**TASK TO CARRY OUT:**
Turn all of the lines below into a two-column CSV with the headers instruction and points. Each row should pair one line's text with its answer, with each value in a single quoted field and line breaks replaced by spaces, and the pictures left out.

**GIVEN DATA:**
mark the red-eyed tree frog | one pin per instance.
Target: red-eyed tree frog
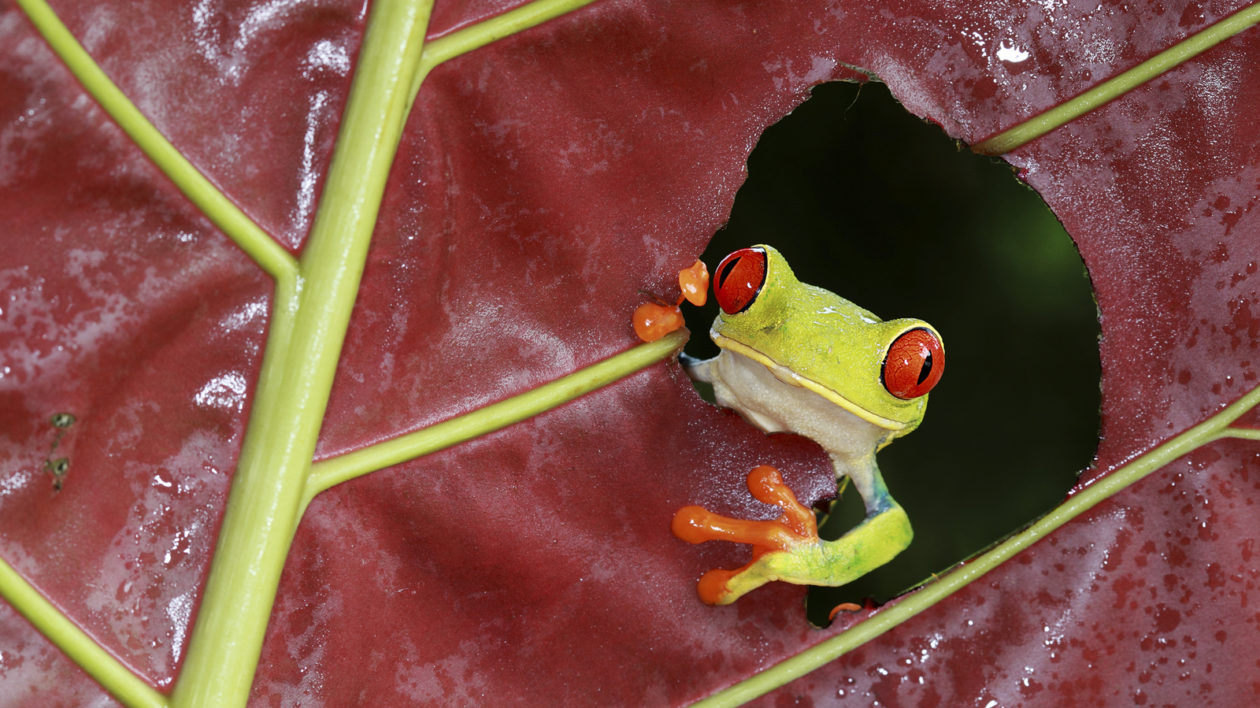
(796, 358)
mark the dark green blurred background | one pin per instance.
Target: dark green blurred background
(882, 208)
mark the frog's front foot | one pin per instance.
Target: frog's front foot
(789, 548)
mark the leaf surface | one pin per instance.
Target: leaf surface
(541, 184)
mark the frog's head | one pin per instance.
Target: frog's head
(813, 338)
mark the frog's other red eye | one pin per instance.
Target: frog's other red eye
(914, 364)
(740, 277)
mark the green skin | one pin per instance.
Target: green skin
(805, 360)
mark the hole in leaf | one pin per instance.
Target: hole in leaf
(882, 208)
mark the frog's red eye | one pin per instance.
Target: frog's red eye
(914, 364)
(740, 277)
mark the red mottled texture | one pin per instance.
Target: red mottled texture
(541, 184)
(250, 92)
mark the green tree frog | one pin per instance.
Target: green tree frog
(796, 358)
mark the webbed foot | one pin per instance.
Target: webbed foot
(789, 548)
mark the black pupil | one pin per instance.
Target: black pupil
(926, 369)
(726, 271)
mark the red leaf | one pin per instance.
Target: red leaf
(541, 184)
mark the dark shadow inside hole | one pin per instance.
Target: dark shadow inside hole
(882, 208)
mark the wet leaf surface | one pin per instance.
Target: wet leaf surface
(541, 184)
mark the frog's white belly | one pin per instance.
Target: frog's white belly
(778, 406)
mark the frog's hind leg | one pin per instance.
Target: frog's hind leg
(882, 534)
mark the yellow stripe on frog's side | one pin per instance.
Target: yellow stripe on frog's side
(791, 377)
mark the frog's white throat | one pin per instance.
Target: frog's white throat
(793, 378)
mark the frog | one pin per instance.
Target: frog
(800, 359)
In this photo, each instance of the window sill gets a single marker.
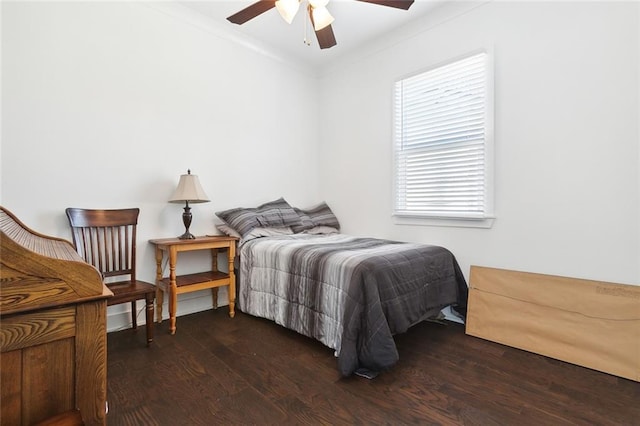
(442, 221)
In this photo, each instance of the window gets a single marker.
(443, 141)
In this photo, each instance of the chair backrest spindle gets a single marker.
(106, 239)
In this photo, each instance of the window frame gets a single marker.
(458, 220)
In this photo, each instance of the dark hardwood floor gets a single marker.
(246, 370)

**WORKED SOLUTION:**
instruction,points
"mark the red-eyed tree frog | one pin per instance. Target: red-eyed tree frog","(796, 358)"
"mark the dark green blurred background | one pin per instance. Target: dark green blurred background","(882, 208)"
"mark the frog's front foot | one pin per instance. Target: frog's front foot","(789, 548)"
"mark the leaf surface | one pin per instance. Target: leaf surface","(541, 184)"
"mark the frog's head | one pin per instance. Target: frog's head","(813, 338)"
"mark the frog's other red eye | one pin per instance. Target: frog's other red eye","(914, 364) (740, 277)"
"mark the green skin | one pin per instance. Target: green skin","(805, 360)"
"mark the hole in leaf | one pin per instance. Target: hole in leaf","(882, 208)"
"mark the frog's red eye | one pin per instance. Target: frog's red eye","(914, 364) (740, 277)"
"mark the red mottled texture | one pin per instance. Target: red mottled texture","(541, 184) (250, 92)"
"mark the green tree frog | one pin per instance. Target: green tree frog","(796, 358)"
"mark the webbed foot | one pin per instance. Target: webbed foot","(789, 548)"
"mark the black pupil | one pin per instance. Target: black pupil","(926, 369) (726, 271)"
"mark the red leaf | one pin per instance. Target: red leaf","(541, 184)"
"mark the dark shadow inside hole | one pin per instance. Target: dark shadow inside hole","(882, 208)"
"mark the wet leaf surface | one pin per instance. Target: wet leaf surface","(541, 184)"
"mark the frog's white belly | one pin per instance. Target: frog's white belly","(778, 406)"
"mark the frog's hind leg | one pin per instance. Target: frog's hind leg","(882, 534)"
"mark the yellow stripe on frog's side | one pin per instance. Target: yellow stripe on frog's side","(791, 377)"
"mark the frog's white throat | one pin per instance. Target: frog's white throat","(793, 378)"
"mark the frog | one pin per instance. Target: frog","(800, 359)"
"In this photo, each instance of the window sill gets a single marker.","(442, 221)"
"In this photo, each instance of the window gets a single marker.","(443, 141)"
"In this photo, each instance of the chair backrest spindle gets a single marker.","(106, 239)"
"In this photo, each instance of the window frame gets a single marker.","(458, 220)"
"In this photo, each instance of the dark hardwood floor gets a single marker.","(246, 370)"